_SET TASK_
Copy the material below word for word, starting at the line containing "Target: baseboard" and running through the end of the material, leaving out any pictures.

_SOURCE MATERIAL_

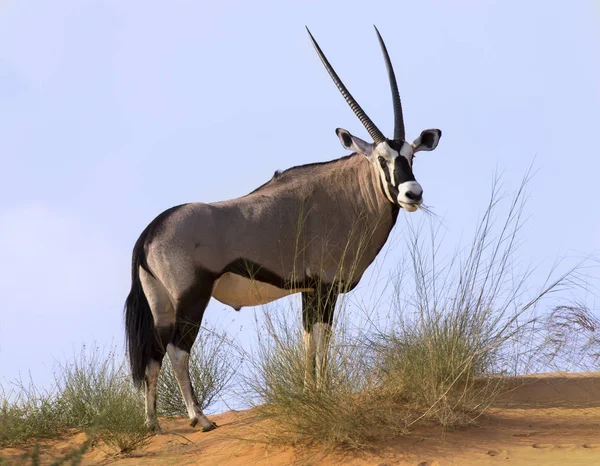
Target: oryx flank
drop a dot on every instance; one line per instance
(312, 229)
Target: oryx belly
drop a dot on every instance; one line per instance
(237, 291)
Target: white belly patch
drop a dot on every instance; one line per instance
(237, 291)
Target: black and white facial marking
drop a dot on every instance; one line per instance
(394, 159)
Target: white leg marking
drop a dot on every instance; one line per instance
(180, 361)
(309, 368)
(152, 372)
(321, 333)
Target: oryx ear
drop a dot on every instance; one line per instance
(353, 143)
(428, 140)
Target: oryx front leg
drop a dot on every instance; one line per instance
(317, 317)
(310, 347)
(321, 335)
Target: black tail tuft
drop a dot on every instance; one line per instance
(139, 323)
(142, 340)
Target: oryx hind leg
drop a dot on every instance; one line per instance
(163, 314)
(189, 318)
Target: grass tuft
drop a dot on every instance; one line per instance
(459, 327)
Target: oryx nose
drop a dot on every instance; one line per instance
(413, 196)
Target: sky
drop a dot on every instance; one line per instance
(111, 112)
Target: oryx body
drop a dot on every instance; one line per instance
(312, 229)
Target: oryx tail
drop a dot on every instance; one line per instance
(139, 323)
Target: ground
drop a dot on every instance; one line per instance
(554, 419)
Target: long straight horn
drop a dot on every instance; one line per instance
(398, 118)
(359, 112)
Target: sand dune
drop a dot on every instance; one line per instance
(547, 419)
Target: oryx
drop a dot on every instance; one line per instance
(312, 229)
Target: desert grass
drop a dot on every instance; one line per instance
(456, 329)
(93, 393)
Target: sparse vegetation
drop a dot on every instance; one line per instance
(457, 329)
(94, 394)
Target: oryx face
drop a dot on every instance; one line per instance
(392, 158)
(393, 161)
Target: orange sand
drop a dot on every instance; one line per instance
(554, 419)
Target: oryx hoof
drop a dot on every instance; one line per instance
(153, 426)
(208, 428)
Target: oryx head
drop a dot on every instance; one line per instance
(392, 158)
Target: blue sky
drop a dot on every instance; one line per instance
(111, 112)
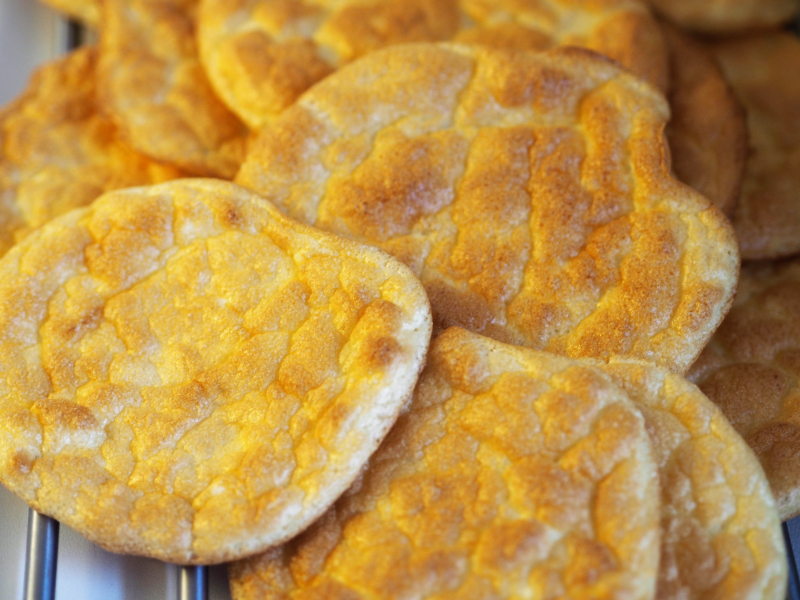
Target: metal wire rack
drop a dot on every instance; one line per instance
(41, 558)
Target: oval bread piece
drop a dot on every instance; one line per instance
(87, 11)
(751, 369)
(59, 152)
(513, 474)
(708, 130)
(189, 375)
(530, 192)
(153, 86)
(720, 532)
(260, 55)
(726, 16)
(760, 68)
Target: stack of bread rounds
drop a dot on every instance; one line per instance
(238, 368)
(153, 86)
(751, 369)
(540, 213)
(262, 54)
(198, 444)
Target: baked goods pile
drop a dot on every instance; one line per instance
(423, 328)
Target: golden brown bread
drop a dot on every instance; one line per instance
(58, 151)
(512, 474)
(751, 369)
(761, 71)
(88, 11)
(720, 532)
(530, 192)
(708, 130)
(726, 16)
(260, 55)
(189, 375)
(153, 86)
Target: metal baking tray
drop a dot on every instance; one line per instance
(29, 35)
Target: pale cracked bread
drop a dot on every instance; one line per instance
(721, 537)
(59, 152)
(708, 130)
(751, 369)
(189, 375)
(530, 192)
(512, 474)
(763, 72)
(726, 16)
(154, 88)
(87, 11)
(260, 55)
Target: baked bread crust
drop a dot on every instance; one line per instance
(87, 11)
(720, 532)
(530, 192)
(153, 86)
(726, 16)
(261, 55)
(751, 369)
(767, 219)
(189, 375)
(513, 473)
(59, 152)
(707, 133)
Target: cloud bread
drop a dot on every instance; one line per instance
(720, 533)
(260, 55)
(512, 474)
(760, 68)
(529, 191)
(58, 151)
(707, 132)
(154, 87)
(189, 375)
(88, 11)
(726, 16)
(751, 369)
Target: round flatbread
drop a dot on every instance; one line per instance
(708, 131)
(530, 192)
(767, 219)
(720, 532)
(193, 377)
(512, 474)
(260, 55)
(58, 151)
(726, 16)
(153, 86)
(87, 11)
(751, 369)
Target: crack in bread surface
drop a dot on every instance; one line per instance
(726, 16)
(191, 376)
(262, 55)
(529, 192)
(720, 531)
(751, 369)
(511, 474)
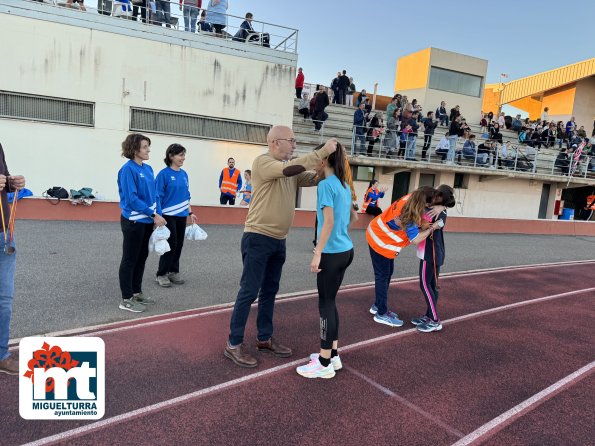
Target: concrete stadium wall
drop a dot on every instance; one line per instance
(40, 209)
(117, 71)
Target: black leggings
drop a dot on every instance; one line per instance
(428, 282)
(135, 250)
(328, 281)
(170, 261)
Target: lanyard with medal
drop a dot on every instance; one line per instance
(8, 248)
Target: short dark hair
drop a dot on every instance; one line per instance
(131, 145)
(173, 150)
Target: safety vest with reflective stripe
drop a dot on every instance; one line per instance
(229, 184)
(381, 238)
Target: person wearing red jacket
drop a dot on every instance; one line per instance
(299, 84)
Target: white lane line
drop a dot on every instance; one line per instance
(190, 396)
(529, 404)
(288, 297)
(406, 403)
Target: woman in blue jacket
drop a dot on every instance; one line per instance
(173, 196)
(140, 212)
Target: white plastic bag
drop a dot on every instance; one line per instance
(195, 232)
(158, 241)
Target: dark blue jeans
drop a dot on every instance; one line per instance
(383, 271)
(263, 259)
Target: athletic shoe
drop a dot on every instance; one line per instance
(374, 310)
(420, 320)
(131, 305)
(314, 369)
(175, 278)
(388, 319)
(430, 326)
(163, 281)
(335, 362)
(142, 299)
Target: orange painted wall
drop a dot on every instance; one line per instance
(560, 100)
(413, 71)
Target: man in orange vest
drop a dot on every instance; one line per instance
(230, 181)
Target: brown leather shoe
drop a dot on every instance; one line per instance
(10, 366)
(239, 357)
(273, 347)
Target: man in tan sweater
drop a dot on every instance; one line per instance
(275, 181)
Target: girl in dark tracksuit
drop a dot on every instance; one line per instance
(432, 254)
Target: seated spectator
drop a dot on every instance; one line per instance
(562, 161)
(517, 124)
(443, 146)
(304, 106)
(203, 25)
(247, 34)
(469, 151)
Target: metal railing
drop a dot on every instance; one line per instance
(187, 18)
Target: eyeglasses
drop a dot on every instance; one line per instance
(290, 140)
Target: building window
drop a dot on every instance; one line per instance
(455, 82)
(195, 126)
(46, 109)
(363, 173)
(426, 179)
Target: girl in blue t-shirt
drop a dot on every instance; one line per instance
(173, 195)
(332, 257)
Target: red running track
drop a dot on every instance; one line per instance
(508, 335)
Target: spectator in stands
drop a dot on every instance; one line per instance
(517, 124)
(299, 83)
(322, 101)
(350, 92)
(429, 127)
(230, 182)
(190, 9)
(304, 106)
(563, 162)
(247, 34)
(570, 127)
(343, 87)
(203, 25)
(81, 3)
(454, 113)
(443, 147)
(442, 115)
(359, 123)
(375, 129)
(335, 88)
(163, 12)
(495, 134)
(217, 15)
(361, 97)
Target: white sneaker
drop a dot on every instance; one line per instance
(335, 362)
(314, 369)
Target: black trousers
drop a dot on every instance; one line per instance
(428, 284)
(427, 144)
(135, 250)
(328, 281)
(224, 199)
(170, 261)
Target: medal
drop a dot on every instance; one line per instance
(8, 240)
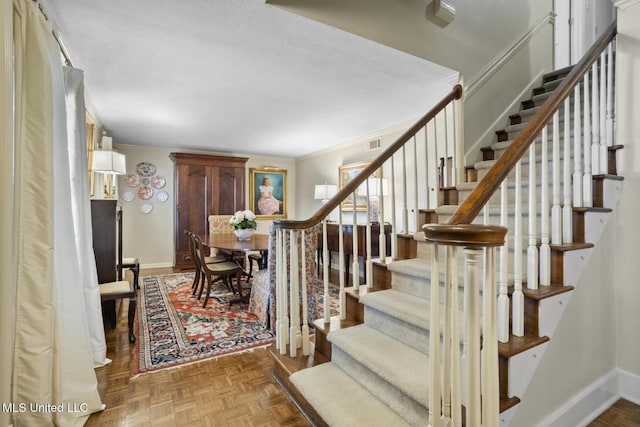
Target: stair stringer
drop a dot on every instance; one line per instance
(552, 309)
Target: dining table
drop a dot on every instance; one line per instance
(230, 243)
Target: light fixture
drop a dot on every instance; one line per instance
(324, 192)
(377, 187)
(107, 161)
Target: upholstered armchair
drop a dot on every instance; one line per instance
(262, 300)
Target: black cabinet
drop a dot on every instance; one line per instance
(104, 231)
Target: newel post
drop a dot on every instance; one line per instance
(479, 378)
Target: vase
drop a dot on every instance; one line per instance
(244, 233)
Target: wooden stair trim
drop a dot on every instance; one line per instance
(544, 292)
(568, 247)
(282, 369)
(517, 345)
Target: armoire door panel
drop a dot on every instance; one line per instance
(203, 185)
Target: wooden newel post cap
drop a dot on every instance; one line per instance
(471, 235)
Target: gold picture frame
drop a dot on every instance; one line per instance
(268, 199)
(345, 174)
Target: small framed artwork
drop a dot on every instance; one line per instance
(345, 174)
(268, 192)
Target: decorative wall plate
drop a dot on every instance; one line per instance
(158, 181)
(133, 179)
(146, 169)
(128, 195)
(145, 192)
(162, 196)
(146, 208)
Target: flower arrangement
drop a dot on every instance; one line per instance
(242, 220)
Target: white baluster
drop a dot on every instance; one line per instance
(587, 178)
(456, 382)
(427, 167)
(556, 210)
(326, 299)
(405, 196)
(446, 181)
(472, 334)
(459, 154)
(545, 249)
(532, 249)
(517, 299)
(503, 298)
(595, 120)
(368, 262)
(490, 370)
(341, 266)
(446, 335)
(294, 295)
(610, 112)
(305, 300)
(577, 147)
(567, 208)
(602, 137)
(394, 227)
(434, 341)
(416, 216)
(282, 322)
(355, 266)
(382, 238)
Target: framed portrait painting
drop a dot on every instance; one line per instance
(268, 192)
(345, 174)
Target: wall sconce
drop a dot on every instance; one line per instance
(324, 192)
(109, 163)
(377, 187)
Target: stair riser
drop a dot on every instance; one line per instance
(412, 411)
(411, 335)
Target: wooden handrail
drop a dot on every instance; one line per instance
(474, 203)
(352, 185)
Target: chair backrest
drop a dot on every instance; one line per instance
(219, 224)
(192, 248)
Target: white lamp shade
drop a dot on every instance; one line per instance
(109, 162)
(377, 187)
(325, 191)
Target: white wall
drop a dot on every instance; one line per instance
(481, 33)
(626, 264)
(150, 236)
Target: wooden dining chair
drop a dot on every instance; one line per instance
(198, 279)
(223, 270)
(118, 290)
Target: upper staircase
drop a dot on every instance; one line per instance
(394, 358)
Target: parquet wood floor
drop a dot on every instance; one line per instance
(622, 414)
(236, 390)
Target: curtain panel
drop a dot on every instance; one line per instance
(56, 293)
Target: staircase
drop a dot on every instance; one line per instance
(378, 359)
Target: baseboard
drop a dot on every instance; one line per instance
(156, 265)
(593, 400)
(629, 385)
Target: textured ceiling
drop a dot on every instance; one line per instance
(237, 76)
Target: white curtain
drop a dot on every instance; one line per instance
(56, 320)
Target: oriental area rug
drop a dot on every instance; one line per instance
(173, 329)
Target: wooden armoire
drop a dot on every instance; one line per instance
(203, 185)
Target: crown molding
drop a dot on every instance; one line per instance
(627, 5)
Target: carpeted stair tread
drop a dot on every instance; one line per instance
(413, 267)
(354, 406)
(403, 367)
(408, 308)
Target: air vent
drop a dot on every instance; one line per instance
(374, 144)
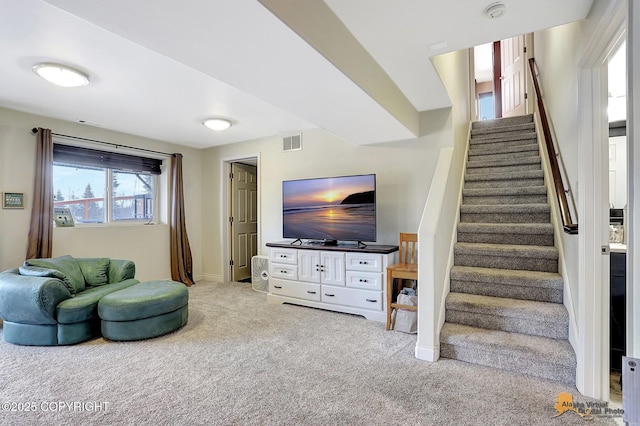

_WRITTEN RESPONSE_
Target: baseboard
drop a dot on every instance; one line per instance
(156, 265)
(593, 400)
(629, 385)
Target: textured ceiling
drop a dot on every instance; one line per instance
(237, 76)
Target: white curtain
drop a dot on every instance; one line per instance
(56, 320)
Target: oriental area rug
drop a dot on every instance; one line per instance
(173, 329)
Target: wooden armoire
drop a dot on every instance; one line per instance
(203, 185)
Target: crown molding
drop a dot on every instance; one line per instance
(627, 5)
Target: carpeted stair tread
drop a dot on every instance; one line per instance
(413, 267)
(354, 406)
(403, 367)
(408, 308)
Target: air vent
drop a dot on every instance; one line per instance
(374, 144)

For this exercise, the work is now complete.